Records START
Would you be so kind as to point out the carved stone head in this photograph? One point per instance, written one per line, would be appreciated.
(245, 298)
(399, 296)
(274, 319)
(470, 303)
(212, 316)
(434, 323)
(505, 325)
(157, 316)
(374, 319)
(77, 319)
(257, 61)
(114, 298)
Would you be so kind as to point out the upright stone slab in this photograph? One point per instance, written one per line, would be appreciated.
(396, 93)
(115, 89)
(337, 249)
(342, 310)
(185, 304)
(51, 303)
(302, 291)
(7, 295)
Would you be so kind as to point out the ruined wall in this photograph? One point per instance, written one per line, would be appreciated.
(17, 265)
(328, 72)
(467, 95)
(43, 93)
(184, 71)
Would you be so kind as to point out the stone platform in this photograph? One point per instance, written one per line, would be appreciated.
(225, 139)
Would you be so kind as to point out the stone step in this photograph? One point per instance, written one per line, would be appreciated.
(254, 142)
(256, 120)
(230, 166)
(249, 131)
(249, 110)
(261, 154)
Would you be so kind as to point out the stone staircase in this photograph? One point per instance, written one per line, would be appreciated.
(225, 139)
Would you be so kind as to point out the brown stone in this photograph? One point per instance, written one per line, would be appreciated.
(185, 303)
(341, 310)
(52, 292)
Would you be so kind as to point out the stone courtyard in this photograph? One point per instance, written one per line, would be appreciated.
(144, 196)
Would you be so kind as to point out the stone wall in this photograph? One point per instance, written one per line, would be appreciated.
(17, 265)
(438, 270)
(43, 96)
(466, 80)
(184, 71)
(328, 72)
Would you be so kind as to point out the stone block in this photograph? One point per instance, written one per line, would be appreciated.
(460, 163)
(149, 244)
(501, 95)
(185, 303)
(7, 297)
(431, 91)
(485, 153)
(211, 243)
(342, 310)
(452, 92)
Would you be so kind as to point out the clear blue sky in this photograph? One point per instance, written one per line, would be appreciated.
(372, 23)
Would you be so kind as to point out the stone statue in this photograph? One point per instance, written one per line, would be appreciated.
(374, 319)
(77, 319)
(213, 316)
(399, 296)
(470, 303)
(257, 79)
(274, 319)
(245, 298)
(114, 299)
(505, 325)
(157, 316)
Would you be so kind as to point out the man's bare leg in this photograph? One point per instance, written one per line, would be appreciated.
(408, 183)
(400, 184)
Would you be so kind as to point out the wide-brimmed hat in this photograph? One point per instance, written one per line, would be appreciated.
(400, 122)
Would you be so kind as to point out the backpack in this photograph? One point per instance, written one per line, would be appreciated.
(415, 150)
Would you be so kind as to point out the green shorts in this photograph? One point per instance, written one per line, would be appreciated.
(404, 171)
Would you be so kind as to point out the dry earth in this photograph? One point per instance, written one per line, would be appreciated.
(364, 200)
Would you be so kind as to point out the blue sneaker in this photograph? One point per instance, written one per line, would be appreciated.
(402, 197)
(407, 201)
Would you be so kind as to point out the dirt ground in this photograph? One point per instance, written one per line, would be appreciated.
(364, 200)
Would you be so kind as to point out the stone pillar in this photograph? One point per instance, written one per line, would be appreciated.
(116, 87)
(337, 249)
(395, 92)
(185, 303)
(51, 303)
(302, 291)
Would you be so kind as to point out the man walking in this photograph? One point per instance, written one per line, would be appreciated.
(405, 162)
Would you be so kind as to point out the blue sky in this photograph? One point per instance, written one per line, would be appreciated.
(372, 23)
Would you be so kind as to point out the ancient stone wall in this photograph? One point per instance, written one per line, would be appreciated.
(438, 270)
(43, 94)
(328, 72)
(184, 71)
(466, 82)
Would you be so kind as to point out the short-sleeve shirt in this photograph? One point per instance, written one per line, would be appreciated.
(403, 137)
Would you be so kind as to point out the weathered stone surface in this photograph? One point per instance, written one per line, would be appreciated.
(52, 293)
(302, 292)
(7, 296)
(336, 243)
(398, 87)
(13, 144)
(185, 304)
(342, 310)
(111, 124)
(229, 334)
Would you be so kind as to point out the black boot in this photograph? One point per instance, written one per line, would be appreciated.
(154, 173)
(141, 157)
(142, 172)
Records END
Exactly as they appear above, transcribe the records in full.

Would you be so kind as to point out the carved stone head in this photograph? One point per instance, written one per line, would be appreciated.
(245, 298)
(399, 296)
(274, 319)
(470, 303)
(212, 316)
(434, 323)
(505, 325)
(157, 316)
(374, 319)
(77, 319)
(257, 61)
(114, 298)
Would you be so kind as to point out the upright stone slab in this photograph? One point per instance, written one per line, would be appreciated.
(396, 93)
(115, 89)
(337, 249)
(342, 310)
(185, 304)
(51, 303)
(302, 291)
(7, 295)
Would you be so kind as to point out the ruined wall in this photograph? One point per instance, written one per line, would be appreciated.
(17, 265)
(328, 72)
(467, 95)
(43, 93)
(184, 71)
Would you be so kind as to point out the stone platform in this photograph? One point per instance, written one per line, would be appreciated.
(225, 139)
Would you be so kind as to point out the stone step in this photograph? One point per instance, written one per line, would be appreciated.
(254, 142)
(256, 120)
(230, 166)
(249, 131)
(249, 110)
(261, 154)
Would you be so kind as to point out the stone staircase in this photograph? One point per instance, written one per line, would be appreciated.
(225, 139)
Would you be so kind as to point out the brown stone in this photograph? One point per instance, written one per line, would be appreciated.
(185, 303)
(341, 310)
(52, 292)
Would you be so kind as to point out the stone courtyard in this photograph? One point per instance, written one per line, would be appreciated.
(144, 196)
Would you be so kind as to point out the stone wall in this photograph? One point per instance, written one per line, would be appreciated.
(17, 265)
(438, 270)
(43, 96)
(466, 80)
(184, 71)
(328, 72)
Would you be so kind as to point out the stone block in this photograph? One point per instance, written one per line, would be appreciated.
(460, 163)
(149, 244)
(501, 95)
(185, 303)
(7, 297)
(431, 91)
(485, 153)
(211, 243)
(342, 310)
(452, 92)
Would you be so kind as to point out the clear blue sky in this photograph? One point per instance, written one per line, would be appreciated.
(372, 23)
Would you be so kind as to point out the stone statue in this photograph? One point per instance, written one per line, would be appreciated.
(374, 319)
(77, 319)
(213, 316)
(399, 296)
(470, 303)
(257, 79)
(274, 319)
(245, 298)
(114, 299)
(505, 325)
(157, 316)
Would you be so kind as to point out the man's bare leg in this photograph? One point per instance, written one per line, would be appreciated.
(408, 183)
(400, 184)
Would you be so kind as to point out the wide-brimmed hat in this photograph? One point per instance, written one per line, would be appreciated.
(400, 122)
Would you be so kind as to point out the backpack in this photograph? One point per instance, written one per line, would be appreciated.
(415, 150)
Would you be so kind as to point out the green shorts in this photograph? One point per instance, written one per line, would be appreciated.
(404, 171)
Would you be so kind as to point out the dry earth in this photograph? One point per instance, written one per line, would be appreciated.
(364, 200)
Would you be so kind as to point out the blue sneaker in this photograph? One point per instance, written one per line, would be appreciated.
(402, 197)
(407, 201)
Would you be so kind as to point out the dirt ground in this photograph? One point per instance, written one per line, would be appreciated.
(364, 200)
Would you be so kind as to point out the stone pillar in this photograph? One point per instance, written one per line, would be appreciated.
(116, 87)
(337, 249)
(395, 92)
(185, 303)
(51, 303)
(302, 291)
Would you be so kind as to point out the man walking in this photograph? One point per instance, written one per line, would be appreciated.
(405, 162)
Would you be so kind as to point out the blue sky in this photograph? One point per instance, written one per line, would be appreciated.
(372, 23)
Would you be so kind as to point out the ancient stone wall in this photograph? One point per instance, written one per line, would be appreciated.
(438, 270)
(43, 94)
(328, 72)
(184, 71)
(466, 82)
Would you be so kind as to point out the short-sleeve shirt in this photograph? One point per instance, written one per line, would be appreciated.
(403, 137)
Would you be so kind as to point out the weathered stone surface in this photograph? One point per instance, written one per line, would be appreciated.
(52, 293)
(302, 292)
(7, 296)
(336, 243)
(398, 87)
(13, 144)
(185, 304)
(342, 310)
(111, 124)
(229, 334)
Would you be so kind as to point out the black boot in this photograph? One point per instance, written one per line, would be appreciated.
(154, 173)
(141, 157)
(142, 172)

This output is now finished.